## Aim of the task
Find the line with "Target: water reflection" in the entries below, then reproduce it and every line after it down to and including the line with "Habitat-count request: mark the long", exactly.

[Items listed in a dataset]
=-=-=-=-=

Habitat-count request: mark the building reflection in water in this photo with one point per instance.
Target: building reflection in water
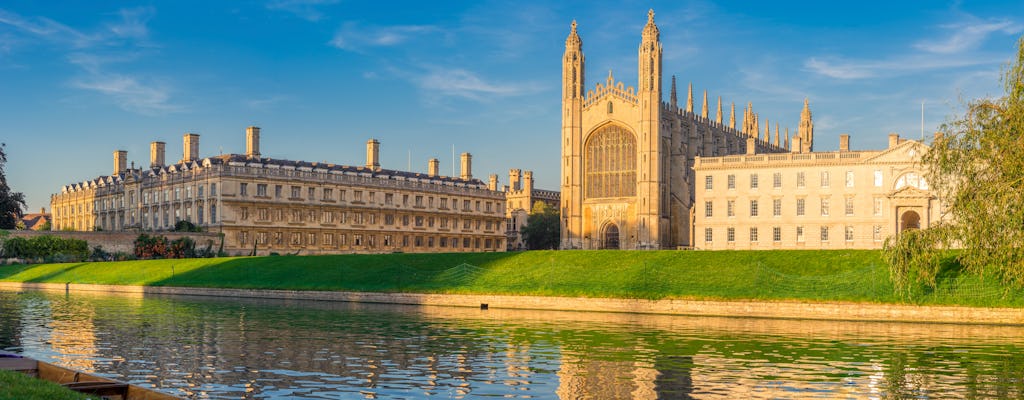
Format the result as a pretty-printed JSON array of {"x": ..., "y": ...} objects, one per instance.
[{"x": 204, "y": 347}]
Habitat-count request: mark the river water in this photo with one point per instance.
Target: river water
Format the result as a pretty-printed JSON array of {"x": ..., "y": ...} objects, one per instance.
[{"x": 241, "y": 348}]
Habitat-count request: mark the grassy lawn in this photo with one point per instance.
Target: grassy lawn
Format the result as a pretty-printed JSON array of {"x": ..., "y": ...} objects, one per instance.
[
  {"x": 17, "y": 386},
  {"x": 812, "y": 275}
]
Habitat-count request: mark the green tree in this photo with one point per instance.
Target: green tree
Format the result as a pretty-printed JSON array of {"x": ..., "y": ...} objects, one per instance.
[
  {"x": 542, "y": 228},
  {"x": 977, "y": 168},
  {"x": 11, "y": 204}
]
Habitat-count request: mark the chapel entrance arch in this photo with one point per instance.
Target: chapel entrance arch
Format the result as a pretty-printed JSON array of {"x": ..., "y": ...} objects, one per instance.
[
  {"x": 610, "y": 239},
  {"x": 909, "y": 220}
]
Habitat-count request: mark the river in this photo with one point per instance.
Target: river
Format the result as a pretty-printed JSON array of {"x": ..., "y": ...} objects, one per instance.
[{"x": 199, "y": 347}]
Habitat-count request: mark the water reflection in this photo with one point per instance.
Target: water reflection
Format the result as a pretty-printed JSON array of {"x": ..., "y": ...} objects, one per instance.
[{"x": 227, "y": 348}]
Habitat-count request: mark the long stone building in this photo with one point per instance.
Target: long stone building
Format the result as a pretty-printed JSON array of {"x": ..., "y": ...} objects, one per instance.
[
  {"x": 263, "y": 205},
  {"x": 827, "y": 200},
  {"x": 627, "y": 165}
]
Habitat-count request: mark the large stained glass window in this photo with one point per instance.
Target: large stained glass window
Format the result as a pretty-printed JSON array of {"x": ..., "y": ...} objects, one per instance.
[{"x": 611, "y": 163}]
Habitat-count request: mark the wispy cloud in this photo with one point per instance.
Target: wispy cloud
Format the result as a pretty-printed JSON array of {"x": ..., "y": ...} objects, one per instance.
[
  {"x": 131, "y": 94},
  {"x": 967, "y": 36},
  {"x": 852, "y": 69},
  {"x": 305, "y": 9},
  {"x": 957, "y": 49},
  {"x": 94, "y": 52},
  {"x": 353, "y": 37}
]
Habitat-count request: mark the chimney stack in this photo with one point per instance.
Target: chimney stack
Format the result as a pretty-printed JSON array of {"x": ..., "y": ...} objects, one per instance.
[
  {"x": 252, "y": 142},
  {"x": 514, "y": 179},
  {"x": 467, "y": 166},
  {"x": 190, "y": 144},
  {"x": 157, "y": 153},
  {"x": 893, "y": 139},
  {"x": 374, "y": 154},
  {"x": 493, "y": 182},
  {"x": 432, "y": 166},
  {"x": 120, "y": 162}
]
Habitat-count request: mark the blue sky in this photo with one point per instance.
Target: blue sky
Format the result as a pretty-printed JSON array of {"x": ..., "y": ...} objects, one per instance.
[{"x": 79, "y": 80}]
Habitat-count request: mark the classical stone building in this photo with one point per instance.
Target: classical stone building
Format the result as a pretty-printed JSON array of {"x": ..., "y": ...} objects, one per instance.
[
  {"x": 627, "y": 179},
  {"x": 834, "y": 200},
  {"x": 266, "y": 205},
  {"x": 520, "y": 195}
]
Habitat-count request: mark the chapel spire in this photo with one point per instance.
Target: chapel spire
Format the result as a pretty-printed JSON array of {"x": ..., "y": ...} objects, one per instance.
[
  {"x": 672, "y": 96},
  {"x": 689, "y": 98},
  {"x": 704, "y": 108},
  {"x": 806, "y": 130},
  {"x": 718, "y": 117}
]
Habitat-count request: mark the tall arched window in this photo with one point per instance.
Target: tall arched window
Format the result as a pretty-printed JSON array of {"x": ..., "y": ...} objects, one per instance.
[{"x": 610, "y": 164}]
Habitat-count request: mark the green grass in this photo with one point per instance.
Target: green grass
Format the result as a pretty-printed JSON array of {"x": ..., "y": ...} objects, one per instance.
[
  {"x": 810, "y": 275},
  {"x": 17, "y": 386}
]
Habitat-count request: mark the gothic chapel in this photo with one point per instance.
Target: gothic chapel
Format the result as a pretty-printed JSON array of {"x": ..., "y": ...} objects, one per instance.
[{"x": 627, "y": 164}]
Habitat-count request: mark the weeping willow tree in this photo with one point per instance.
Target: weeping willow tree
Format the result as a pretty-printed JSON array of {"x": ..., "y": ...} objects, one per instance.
[{"x": 977, "y": 168}]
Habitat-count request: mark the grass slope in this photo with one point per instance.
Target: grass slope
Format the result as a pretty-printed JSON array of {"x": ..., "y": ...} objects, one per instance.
[
  {"x": 817, "y": 275},
  {"x": 17, "y": 386}
]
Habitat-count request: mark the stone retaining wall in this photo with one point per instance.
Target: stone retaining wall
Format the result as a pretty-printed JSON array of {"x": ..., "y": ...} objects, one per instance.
[{"x": 752, "y": 309}]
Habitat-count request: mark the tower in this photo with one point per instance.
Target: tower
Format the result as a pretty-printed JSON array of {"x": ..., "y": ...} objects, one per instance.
[
  {"x": 806, "y": 131},
  {"x": 651, "y": 188},
  {"x": 571, "y": 183}
]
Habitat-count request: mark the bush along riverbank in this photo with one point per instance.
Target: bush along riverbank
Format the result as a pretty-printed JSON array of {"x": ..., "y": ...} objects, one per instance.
[{"x": 802, "y": 275}]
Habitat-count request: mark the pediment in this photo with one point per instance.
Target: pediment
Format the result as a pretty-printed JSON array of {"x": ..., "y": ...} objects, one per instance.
[{"x": 907, "y": 151}]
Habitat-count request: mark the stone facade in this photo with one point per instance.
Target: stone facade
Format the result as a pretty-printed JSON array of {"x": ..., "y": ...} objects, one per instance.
[
  {"x": 265, "y": 205},
  {"x": 520, "y": 195},
  {"x": 628, "y": 156},
  {"x": 834, "y": 200}
]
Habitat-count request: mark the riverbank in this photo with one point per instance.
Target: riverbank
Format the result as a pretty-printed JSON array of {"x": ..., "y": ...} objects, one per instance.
[
  {"x": 749, "y": 309},
  {"x": 858, "y": 276}
]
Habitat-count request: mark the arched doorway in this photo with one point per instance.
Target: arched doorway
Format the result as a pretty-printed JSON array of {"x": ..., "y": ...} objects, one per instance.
[
  {"x": 909, "y": 220},
  {"x": 611, "y": 236}
]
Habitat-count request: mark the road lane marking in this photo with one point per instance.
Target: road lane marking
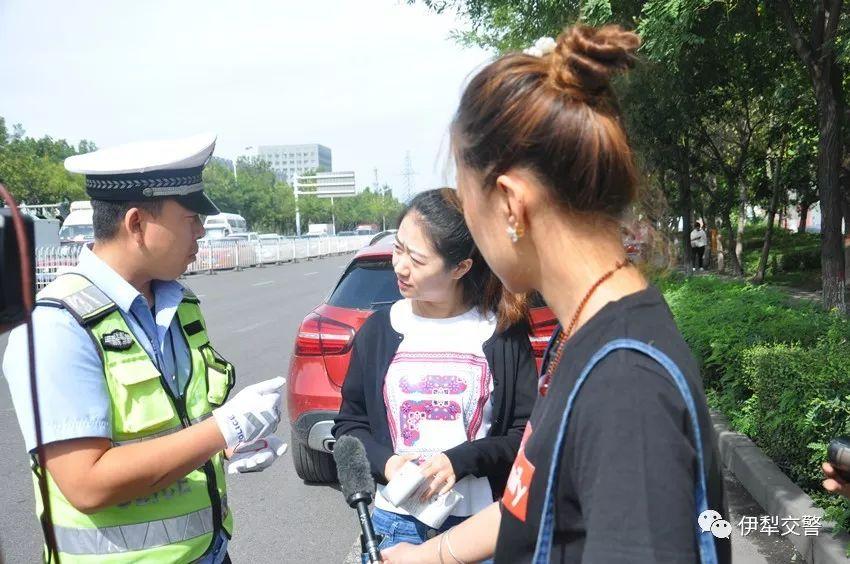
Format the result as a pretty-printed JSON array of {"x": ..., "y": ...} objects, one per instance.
[{"x": 252, "y": 326}]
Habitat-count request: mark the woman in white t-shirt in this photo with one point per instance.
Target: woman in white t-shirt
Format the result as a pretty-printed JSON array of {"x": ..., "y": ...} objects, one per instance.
[{"x": 445, "y": 377}]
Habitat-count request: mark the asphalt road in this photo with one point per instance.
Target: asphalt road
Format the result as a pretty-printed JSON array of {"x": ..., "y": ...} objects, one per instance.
[{"x": 253, "y": 316}]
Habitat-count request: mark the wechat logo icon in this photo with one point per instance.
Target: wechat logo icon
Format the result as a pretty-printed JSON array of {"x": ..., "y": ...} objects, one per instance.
[{"x": 710, "y": 520}]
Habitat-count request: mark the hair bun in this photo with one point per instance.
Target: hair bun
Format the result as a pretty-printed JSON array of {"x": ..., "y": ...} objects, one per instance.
[{"x": 586, "y": 58}]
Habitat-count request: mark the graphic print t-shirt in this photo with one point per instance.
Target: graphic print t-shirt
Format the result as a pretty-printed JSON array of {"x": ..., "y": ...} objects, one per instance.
[
  {"x": 625, "y": 487},
  {"x": 437, "y": 392}
]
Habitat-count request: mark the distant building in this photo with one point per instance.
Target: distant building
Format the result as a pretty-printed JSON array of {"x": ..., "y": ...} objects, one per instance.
[
  {"x": 289, "y": 160},
  {"x": 224, "y": 162}
]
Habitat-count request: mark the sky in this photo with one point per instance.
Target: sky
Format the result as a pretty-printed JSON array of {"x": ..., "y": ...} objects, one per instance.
[{"x": 371, "y": 79}]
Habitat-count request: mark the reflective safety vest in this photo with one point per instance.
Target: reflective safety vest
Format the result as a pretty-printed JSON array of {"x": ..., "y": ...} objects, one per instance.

=-=-=-=-=

## Completed task
Target: water reflection
Format the result as a pretty-printed JSON array of {"x": ..., "y": ...} objects, one per instance.
[{"x": 227, "y": 348}]
Habitat-count request: mark the long stone building in this photo with one point per instance.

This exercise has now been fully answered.